## STATED TASK:
Exclude any images and output the remaining records exactly.
▬▬▬▬▬▬
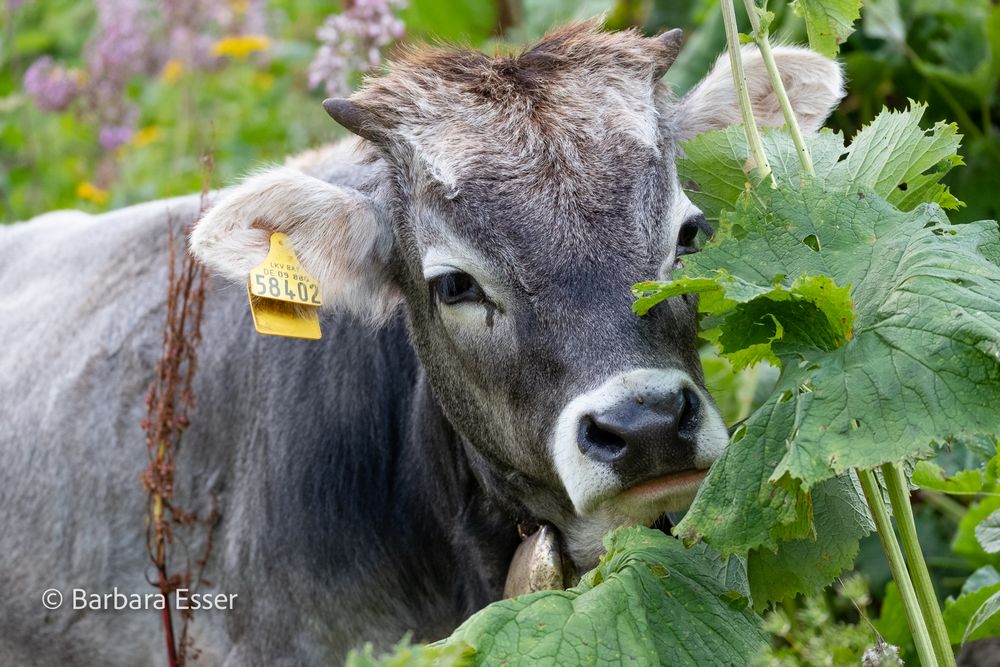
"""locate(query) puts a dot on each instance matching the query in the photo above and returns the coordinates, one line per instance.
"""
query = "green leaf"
(828, 22)
(986, 613)
(648, 602)
(405, 654)
(812, 308)
(965, 543)
(923, 359)
(988, 533)
(973, 615)
(901, 161)
(841, 518)
(984, 576)
(738, 507)
(893, 155)
(931, 476)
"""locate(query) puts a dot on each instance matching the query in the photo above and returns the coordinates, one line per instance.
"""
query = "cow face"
(508, 205)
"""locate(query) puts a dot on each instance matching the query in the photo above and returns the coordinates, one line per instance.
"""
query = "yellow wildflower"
(173, 70)
(146, 136)
(92, 193)
(240, 46)
(263, 80)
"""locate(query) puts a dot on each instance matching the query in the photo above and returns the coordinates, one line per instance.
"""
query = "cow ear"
(814, 84)
(340, 235)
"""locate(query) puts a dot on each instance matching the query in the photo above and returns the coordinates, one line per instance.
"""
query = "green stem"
(742, 95)
(899, 496)
(764, 45)
(921, 638)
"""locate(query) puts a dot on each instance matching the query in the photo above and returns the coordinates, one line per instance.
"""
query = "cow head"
(509, 204)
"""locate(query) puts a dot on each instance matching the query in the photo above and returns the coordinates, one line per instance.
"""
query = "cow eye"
(687, 238)
(456, 287)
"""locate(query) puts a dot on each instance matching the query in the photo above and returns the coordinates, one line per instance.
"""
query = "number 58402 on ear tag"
(284, 299)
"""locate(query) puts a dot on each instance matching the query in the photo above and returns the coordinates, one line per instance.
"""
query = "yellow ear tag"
(284, 299)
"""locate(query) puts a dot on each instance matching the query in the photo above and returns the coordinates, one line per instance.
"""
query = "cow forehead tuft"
(577, 86)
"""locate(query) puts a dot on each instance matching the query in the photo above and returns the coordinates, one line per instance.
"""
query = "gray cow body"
(492, 220)
(347, 508)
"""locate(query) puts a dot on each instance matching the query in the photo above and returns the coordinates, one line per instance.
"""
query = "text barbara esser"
(181, 599)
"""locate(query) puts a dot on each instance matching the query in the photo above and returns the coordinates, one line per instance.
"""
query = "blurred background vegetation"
(105, 103)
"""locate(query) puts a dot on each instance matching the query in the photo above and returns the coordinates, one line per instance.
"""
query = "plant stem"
(921, 638)
(899, 496)
(742, 95)
(764, 44)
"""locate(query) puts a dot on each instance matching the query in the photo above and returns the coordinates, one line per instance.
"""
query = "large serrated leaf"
(828, 22)
(649, 602)
(923, 360)
(893, 156)
(841, 519)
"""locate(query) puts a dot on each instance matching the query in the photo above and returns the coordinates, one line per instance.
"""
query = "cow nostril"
(690, 411)
(598, 443)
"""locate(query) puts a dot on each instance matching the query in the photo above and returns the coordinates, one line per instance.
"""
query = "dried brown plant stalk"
(168, 402)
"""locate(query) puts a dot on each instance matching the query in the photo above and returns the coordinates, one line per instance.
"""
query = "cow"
(480, 367)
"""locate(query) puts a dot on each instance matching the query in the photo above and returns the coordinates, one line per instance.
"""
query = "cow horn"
(670, 45)
(353, 117)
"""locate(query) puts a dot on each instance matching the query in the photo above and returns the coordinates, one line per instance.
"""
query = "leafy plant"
(838, 263)
(649, 601)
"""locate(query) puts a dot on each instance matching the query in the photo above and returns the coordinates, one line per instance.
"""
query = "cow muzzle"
(639, 444)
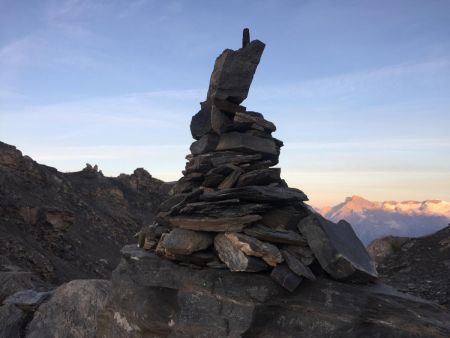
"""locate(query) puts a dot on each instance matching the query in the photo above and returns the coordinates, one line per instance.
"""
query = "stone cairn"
(232, 210)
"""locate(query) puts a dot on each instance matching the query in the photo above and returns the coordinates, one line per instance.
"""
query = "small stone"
(234, 258)
(228, 106)
(231, 179)
(285, 277)
(247, 143)
(201, 122)
(220, 121)
(255, 193)
(27, 299)
(284, 217)
(297, 266)
(251, 118)
(212, 223)
(206, 143)
(275, 235)
(185, 242)
(254, 247)
(259, 177)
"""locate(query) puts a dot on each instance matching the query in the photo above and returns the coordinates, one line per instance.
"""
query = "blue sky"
(359, 90)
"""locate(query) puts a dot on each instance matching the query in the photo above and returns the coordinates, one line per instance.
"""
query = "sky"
(359, 90)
▬▬▬▬▬▬
## TASK SOLUTION:
"""locate(query) puts a dot on each instance matching the query in the photo above and returns the coordinates, one line per instance.
"""
query = "green leaf"
(828, 22)
(986, 613)
(648, 602)
(405, 654)
(812, 308)
(965, 543)
(923, 359)
(988, 533)
(973, 615)
(901, 161)
(841, 518)
(984, 576)
(738, 507)
(893, 155)
(931, 476)
"""locate(query) puts a dot on each instance matching the query in the photo above and returns the coordinates, one line per instance.
"""
query = "cow face"
(508, 205)
"""locate(query) puts a dot on each instance matching the query in the photo above and returns the coordinates, one line per instance.
"""
query = "yellow wildflower"
(173, 70)
(146, 136)
(92, 193)
(240, 46)
(263, 80)
"""locate(query) puts a dot on each instance matching the query in the photo above and returns the coordinates, one line per instance.
"""
query = "cow ear"
(814, 84)
(340, 235)
"""locate(query) puts a dot on each instance matching the query in the photo above and returns the coordinates, one line per instance.
"""
query = "green stem"
(742, 95)
(899, 496)
(764, 45)
(921, 638)
"""locate(query) puts a dot on each instance matching the query in the photo above and returns the coordinates, one line per instance.
"""
query = "cow head"
(509, 204)
"""locate(query) puts a dot on each instance matching the query in the photo above and returns the coordinates, one line per instance.
"""
query = "cow eye"
(687, 238)
(456, 287)
"""locate(query) puts a dot on each instance matching the query in the photo above and returns the coordinates, one line per instance.
"""
query = "number 58402 on ear tag"
(284, 299)
"""locate(query) puts a dot on each instance matching the query in the photo above and returns the coordinates, one line per instance.
"""
query = "yellow ear tag"
(284, 299)
"""locate(query) puts a dot on each instance matching the query in the photo above and returns the coordinates, one line per instance.
"""
query = "cow forehead tuft"
(577, 86)
"""locate(query) puts a dot on each instance matching the query in the photo above and returns the coordinates, one line per instance.
"""
query = "gray cow body"
(492, 220)
(347, 508)
"""locate(query) puts a dot on each instance matching the query in the photo above and returns the coordinates, one line per instance.
"""
query = "text barbara esser"
(181, 599)
"""locate(query) puts a dot on each instance matching the query in the photo above and returns the coordinates, one line per instance.
"""
query = "blurred background vegetation"
(105, 103)
"""locate(query) puts a dot on each instance matching the query in the photo above and returns the coordinates, one line per instance.
"""
query = "plant stem"
(921, 638)
(899, 496)
(742, 95)
(764, 44)
"""locate(query) puts a dot on each instance matching the query in the photo above and returns the coordinates, one line per instance.
"""
query = "large serrated leaf"
(828, 22)
(649, 602)
(923, 360)
(893, 156)
(841, 519)
"""locate(query) puts a dot on each instance matching the query in the photo above and returns the coordinates, one line per instance.
"""
query = "cow nostril"
(690, 411)
(598, 443)
"""locate(query) puts a dot on each instance matching the query in the photo above and returns the coordinates, one line per instance.
"""
query = "dried brown plant stalk"
(168, 402)
"""locate(query) puts a dot on each instance matching the query in the photo above and returns the coordinates, one line per instance.
"""
query = "cow"
(480, 367)
"""locate(query) puts a dot on each instance matching the query in the photo above and returns the coordinates, one line per instance.
"""
query = "cow horn"
(670, 45)
(353, 117)
"""locate(query) puts a dot on each instance matching the query in the photo above and returns the coordinates, one line per instance.
"""
query = "leafy plant"
(838, 263)
(649, 601)
"""locate(query) puts a dot on each instance matching the query in the photo above and returns the coordinates, one line per instance.
"""
query = "cow muzzle"
(639, 444)
"""locate(query) puts a dot on each instance matching the query in the photo above and returns the coordinates, one line per instance.
"""
query = "stone cairn"
(232, 210)
"""locate(query) puts a dot on each instance matching the query in the photo above and returns the coordinates, one line per instance.
"""
query = "small stone"
(234, 258)
(228, 106)
(231, 179)
(285, 277)
(247, 143)
(201, 122)
(220, 121)
(255, 193)
(27, 299)
(284, 217)
(297, 266)
(251, 118)
(212, 223)
(206, 143)
(275, 235)
(185, 242)
(254, 247)
(259, 177)
"""locate(query) puts a dot on each instance matching the query in the photo above and returns the coordinates, one line per instance.
"""
query = "blue sky"
(359, 90)
"""locate(query) puts a dot on each instance matching the query in the photo above and returns the coordinates, one line per instance.
"""
query = "sky"
(359, 90)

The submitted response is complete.